[Natural language region descriptions]
•••••

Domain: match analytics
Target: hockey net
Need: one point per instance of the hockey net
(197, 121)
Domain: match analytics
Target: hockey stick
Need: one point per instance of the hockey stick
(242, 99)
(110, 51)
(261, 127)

•••••

◆ YOUR GOAL
Give back all of the data above without any alteration.

◆ WRITTEN ANSWER
Domain: match analytics
Target: hockey net
Need: one point per instance of the hockey net
(197, 121)
Domain: match analytics
Target: hockey stick
Need: one point per instance of the hockey stick
(242, 99)
(110, 51)
(261, 127)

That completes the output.